__Objective__.
Exactly the lines from the one containing "Q: Name the bounding box of the woman's ear" through the end of the data below are to be reproduced, and nothing besides them.

__Information shown__.
==========

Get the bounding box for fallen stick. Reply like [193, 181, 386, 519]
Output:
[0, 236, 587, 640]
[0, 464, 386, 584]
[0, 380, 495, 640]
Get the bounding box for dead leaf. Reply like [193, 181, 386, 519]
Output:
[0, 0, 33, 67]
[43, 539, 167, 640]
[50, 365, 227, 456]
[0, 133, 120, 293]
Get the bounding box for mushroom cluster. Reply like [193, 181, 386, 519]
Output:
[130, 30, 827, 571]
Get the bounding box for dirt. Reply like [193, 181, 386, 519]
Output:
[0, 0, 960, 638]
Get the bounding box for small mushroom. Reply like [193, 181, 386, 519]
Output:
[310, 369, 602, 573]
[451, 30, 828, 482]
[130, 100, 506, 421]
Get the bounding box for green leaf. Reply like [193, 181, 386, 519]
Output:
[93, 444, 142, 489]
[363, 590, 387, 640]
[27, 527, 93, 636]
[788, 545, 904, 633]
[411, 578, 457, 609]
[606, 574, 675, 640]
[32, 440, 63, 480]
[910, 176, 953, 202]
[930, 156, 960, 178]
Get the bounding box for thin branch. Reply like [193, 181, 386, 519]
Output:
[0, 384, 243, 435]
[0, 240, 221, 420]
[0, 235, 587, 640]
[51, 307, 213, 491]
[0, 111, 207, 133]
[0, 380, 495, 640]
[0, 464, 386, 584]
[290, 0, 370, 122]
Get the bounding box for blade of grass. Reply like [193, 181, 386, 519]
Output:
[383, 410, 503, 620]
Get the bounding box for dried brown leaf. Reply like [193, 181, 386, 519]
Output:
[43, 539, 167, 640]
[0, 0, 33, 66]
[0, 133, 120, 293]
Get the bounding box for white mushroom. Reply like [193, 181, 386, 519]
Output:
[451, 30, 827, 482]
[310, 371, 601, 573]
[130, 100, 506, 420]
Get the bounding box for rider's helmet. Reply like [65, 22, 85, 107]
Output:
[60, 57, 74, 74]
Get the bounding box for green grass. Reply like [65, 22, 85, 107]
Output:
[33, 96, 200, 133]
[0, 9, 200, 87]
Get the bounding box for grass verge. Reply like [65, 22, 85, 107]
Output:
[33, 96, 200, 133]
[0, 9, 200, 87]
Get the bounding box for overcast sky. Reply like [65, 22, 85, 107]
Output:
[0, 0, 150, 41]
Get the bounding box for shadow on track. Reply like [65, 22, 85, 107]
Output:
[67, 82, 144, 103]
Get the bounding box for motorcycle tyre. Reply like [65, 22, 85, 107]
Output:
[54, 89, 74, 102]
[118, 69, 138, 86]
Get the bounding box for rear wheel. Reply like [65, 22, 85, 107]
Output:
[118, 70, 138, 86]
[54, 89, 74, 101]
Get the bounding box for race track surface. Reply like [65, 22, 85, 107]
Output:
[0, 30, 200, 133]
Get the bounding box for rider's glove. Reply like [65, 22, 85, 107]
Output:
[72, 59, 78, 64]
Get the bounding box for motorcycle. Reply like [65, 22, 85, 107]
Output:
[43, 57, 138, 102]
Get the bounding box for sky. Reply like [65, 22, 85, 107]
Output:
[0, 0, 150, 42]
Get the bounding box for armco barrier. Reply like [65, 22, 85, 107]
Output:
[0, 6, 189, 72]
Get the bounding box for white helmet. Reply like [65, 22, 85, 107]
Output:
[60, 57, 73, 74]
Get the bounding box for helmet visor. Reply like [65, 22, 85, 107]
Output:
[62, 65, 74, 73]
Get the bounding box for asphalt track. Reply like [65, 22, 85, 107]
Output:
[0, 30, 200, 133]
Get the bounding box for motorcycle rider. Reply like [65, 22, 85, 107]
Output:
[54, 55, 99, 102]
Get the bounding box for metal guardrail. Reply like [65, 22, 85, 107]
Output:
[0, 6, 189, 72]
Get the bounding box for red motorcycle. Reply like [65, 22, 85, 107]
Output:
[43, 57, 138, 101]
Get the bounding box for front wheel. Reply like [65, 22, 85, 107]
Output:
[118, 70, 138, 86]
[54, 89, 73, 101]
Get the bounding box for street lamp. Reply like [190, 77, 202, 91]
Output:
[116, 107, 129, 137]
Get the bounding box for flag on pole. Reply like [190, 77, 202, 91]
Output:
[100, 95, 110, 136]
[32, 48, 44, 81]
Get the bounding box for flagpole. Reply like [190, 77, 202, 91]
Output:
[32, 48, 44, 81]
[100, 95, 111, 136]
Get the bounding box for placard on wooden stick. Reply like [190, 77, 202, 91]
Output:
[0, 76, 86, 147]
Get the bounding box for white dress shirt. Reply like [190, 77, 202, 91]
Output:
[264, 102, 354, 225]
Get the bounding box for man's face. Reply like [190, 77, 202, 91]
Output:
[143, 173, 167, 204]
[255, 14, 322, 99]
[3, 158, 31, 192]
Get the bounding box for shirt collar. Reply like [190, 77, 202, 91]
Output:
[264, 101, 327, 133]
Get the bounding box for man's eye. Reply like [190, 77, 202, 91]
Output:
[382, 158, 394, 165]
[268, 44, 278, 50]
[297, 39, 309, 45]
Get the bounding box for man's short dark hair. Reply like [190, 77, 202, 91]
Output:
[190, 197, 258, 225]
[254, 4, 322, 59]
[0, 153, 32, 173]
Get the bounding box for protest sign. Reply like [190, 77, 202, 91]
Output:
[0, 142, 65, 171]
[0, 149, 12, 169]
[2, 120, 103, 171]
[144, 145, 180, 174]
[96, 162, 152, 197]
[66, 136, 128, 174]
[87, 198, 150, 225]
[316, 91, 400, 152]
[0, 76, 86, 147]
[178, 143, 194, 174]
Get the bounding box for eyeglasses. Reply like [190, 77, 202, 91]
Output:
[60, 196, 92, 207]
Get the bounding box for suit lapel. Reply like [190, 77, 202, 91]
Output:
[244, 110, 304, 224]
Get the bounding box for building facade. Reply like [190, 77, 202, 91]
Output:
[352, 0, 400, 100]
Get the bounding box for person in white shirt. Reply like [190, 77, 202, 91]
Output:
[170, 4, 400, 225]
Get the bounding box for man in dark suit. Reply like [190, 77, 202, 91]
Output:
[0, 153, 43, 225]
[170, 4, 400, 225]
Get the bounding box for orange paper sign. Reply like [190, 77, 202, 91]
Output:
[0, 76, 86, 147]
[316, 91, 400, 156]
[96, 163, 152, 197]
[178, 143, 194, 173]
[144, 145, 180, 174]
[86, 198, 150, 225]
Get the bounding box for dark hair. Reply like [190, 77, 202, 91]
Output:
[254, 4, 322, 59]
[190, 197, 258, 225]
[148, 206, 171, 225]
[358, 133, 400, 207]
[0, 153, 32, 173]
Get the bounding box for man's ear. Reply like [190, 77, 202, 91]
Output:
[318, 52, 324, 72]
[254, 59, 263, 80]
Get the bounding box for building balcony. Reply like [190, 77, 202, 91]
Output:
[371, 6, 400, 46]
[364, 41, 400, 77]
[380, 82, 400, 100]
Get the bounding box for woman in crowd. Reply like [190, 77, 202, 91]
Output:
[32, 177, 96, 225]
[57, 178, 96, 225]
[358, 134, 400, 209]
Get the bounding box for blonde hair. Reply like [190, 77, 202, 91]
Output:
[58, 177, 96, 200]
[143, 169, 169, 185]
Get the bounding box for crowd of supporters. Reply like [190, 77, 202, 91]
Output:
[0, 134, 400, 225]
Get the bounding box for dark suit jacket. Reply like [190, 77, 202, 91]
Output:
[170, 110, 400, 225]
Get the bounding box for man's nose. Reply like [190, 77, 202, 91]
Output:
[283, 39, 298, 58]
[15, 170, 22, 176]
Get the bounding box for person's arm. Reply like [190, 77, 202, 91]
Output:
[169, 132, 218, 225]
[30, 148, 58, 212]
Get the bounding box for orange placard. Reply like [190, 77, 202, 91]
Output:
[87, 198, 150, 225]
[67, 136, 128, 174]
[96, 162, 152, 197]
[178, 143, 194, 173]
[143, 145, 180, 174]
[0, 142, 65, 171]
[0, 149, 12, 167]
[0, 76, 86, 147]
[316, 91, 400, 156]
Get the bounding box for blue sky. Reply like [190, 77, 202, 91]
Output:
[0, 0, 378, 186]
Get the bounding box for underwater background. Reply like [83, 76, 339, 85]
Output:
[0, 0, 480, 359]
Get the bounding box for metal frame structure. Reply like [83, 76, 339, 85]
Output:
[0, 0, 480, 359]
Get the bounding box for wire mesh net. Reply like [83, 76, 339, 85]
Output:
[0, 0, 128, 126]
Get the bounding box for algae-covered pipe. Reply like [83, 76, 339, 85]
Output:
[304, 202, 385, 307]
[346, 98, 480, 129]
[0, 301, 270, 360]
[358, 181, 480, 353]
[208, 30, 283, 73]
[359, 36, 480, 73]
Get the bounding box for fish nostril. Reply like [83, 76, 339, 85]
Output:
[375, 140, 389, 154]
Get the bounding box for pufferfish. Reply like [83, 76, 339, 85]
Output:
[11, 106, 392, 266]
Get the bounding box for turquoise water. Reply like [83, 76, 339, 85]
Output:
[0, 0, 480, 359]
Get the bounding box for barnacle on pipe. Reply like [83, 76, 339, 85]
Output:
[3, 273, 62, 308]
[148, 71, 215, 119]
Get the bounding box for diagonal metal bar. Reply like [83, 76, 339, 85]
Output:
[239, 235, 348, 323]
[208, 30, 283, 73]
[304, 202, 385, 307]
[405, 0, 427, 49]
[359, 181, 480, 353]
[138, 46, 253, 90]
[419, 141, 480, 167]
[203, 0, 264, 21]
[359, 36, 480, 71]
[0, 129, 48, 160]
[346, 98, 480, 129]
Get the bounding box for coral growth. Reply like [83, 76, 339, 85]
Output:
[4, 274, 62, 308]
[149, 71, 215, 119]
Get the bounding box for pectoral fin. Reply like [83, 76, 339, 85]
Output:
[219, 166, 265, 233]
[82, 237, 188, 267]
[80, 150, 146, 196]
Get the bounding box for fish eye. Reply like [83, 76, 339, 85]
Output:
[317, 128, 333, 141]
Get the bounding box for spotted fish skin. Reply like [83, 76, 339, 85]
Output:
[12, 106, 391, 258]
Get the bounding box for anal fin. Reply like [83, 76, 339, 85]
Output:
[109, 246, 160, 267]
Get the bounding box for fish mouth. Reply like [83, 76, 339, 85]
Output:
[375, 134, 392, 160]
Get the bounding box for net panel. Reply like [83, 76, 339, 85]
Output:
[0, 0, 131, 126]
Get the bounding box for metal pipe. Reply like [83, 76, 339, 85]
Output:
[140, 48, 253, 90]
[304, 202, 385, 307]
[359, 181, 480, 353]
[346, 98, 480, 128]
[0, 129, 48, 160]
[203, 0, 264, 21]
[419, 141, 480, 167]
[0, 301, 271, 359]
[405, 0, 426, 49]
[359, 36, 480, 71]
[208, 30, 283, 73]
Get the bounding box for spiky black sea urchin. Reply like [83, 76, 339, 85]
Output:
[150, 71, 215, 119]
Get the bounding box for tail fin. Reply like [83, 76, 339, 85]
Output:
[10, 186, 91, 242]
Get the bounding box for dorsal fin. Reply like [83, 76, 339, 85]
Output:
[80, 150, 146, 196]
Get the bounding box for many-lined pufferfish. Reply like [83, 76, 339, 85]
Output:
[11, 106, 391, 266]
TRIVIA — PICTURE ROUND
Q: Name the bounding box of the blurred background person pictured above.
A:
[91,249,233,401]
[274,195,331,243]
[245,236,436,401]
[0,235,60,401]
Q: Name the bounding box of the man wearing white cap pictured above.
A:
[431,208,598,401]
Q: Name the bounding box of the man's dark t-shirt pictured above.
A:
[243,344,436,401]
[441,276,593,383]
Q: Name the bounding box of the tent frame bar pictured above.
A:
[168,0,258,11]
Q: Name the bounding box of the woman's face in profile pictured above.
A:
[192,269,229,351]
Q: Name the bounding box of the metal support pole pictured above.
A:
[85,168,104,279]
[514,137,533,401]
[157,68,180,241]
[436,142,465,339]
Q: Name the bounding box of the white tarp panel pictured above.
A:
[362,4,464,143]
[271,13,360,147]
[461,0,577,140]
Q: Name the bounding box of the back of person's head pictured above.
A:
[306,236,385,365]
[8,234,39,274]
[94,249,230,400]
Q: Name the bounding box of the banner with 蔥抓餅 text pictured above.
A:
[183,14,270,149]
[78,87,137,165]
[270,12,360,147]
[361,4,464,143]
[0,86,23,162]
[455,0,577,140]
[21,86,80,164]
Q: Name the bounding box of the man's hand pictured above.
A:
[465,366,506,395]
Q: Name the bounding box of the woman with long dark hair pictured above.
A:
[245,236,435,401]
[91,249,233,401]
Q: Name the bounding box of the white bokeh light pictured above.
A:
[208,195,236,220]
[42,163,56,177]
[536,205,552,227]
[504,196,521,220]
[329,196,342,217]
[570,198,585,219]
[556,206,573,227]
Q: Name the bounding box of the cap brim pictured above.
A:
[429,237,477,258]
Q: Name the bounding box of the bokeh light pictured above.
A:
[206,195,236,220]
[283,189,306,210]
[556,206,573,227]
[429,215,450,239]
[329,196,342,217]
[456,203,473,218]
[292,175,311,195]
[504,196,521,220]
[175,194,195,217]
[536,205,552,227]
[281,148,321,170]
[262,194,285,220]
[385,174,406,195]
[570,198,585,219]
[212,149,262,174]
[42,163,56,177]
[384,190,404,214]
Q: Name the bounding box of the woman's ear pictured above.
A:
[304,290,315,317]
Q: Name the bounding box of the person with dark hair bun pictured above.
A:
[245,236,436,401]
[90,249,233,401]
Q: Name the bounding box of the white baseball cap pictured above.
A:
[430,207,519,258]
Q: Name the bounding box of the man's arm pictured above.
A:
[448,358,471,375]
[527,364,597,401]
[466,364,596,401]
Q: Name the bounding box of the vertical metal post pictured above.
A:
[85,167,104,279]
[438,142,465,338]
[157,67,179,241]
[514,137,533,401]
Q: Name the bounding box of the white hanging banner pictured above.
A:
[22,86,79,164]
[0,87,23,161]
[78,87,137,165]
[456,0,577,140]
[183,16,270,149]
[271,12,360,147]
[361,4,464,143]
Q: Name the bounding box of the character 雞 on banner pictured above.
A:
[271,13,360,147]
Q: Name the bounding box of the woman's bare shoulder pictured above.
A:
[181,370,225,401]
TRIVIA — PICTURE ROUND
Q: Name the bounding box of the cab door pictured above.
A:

==========

__Full response__.
Q: Name the bounding box of the woman's ear pictured above.
A:
[304,290,315,317]
Q: Name the bounding box of the person with dark hair bun pictured above.
A:
[245,236,436,401]
[90,249,233,401]
Q: Name the bounding box of the white baseball cap pictured above.
A:
[430,207,519,258]
Q: Name the bounding box of the man's arm pictured above.
A:
[448,358,471,375]
[527,364,597,401]
[466,364,596,401]
Q: Name the bounding box of the vertical metal post pictured above.
A:
[85,167,104,279]
[438,142,465,338]
[157,67,179,241]
[514,137,533,401]
Q: Name the bounding box of the white hanging banner pictured above.
A:
[22,86,79,164]
[0,87,23,161]
[78,87,137,165]
[456,0,577,140]
[183,16,270,149]
[271,12,360,147]
[361,4,464,143]
Q: Name the bounding box of the character 雞 on banner pictured above.
A:
[271,13,360,147]
Q: Name the bounding box of the woman's bare shoulder pictured above.
A:
[181,370,225,401]
TRIVIA — PICTURE ROUND
Q: Name the bounding box of the cab door pictured above.
A:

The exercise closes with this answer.